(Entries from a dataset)
:::
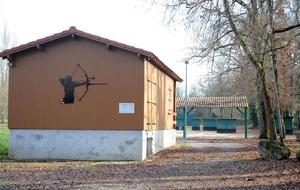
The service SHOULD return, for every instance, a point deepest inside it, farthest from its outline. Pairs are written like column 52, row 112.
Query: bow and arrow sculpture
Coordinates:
column 70, row 85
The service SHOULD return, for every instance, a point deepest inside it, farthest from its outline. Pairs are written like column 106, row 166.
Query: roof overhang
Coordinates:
column 8, row 54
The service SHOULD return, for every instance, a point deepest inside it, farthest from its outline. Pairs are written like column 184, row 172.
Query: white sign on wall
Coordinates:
column 126, row 107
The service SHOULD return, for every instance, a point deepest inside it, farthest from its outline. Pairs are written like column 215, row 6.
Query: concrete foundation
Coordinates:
column 87, row 144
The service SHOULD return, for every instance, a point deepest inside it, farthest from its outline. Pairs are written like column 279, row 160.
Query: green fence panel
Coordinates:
column 288, row 123
column 226, row 126
column 209, row 124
:::
→ **Instruction**
Print the entries above exactly, taking out only the pictures.

→ **Response to the task**
The service SHOULD return, for every instance, a point deepest inside it, farthest from its outline. Pairs are written like column 52, row 112.
Query: bow and arrow sculpture
Coordinates:
column 70, row 85
The service SHOULD return, for every instance, a point deepest inside it, farthest from its outline. Pairs are written like column 106, row 166.
Query: roof overhang
Coordinates:
column 8, row 54
The service SHOULD return, for every instance, a point deepest inside it, farthest from its outline. Pairs are written like column 184, row 172.
Query: white sign on wall
Coordinates:
column 126, row 107
The service SHOULD return, for every instance, a point deepest inside it, farthest from its outline. Pairs are written like column 215, row 6.
Query: concrete foundation
Coordinates:
column 87, row 144
The service SHOULD return, for every instance, a point deepest inside it, farthest from its outline. Pairs are written like column 279, row 160.
Query: green fence panel
Coordinates:
column 288, row 123
column 226, row 126
column 209, row 124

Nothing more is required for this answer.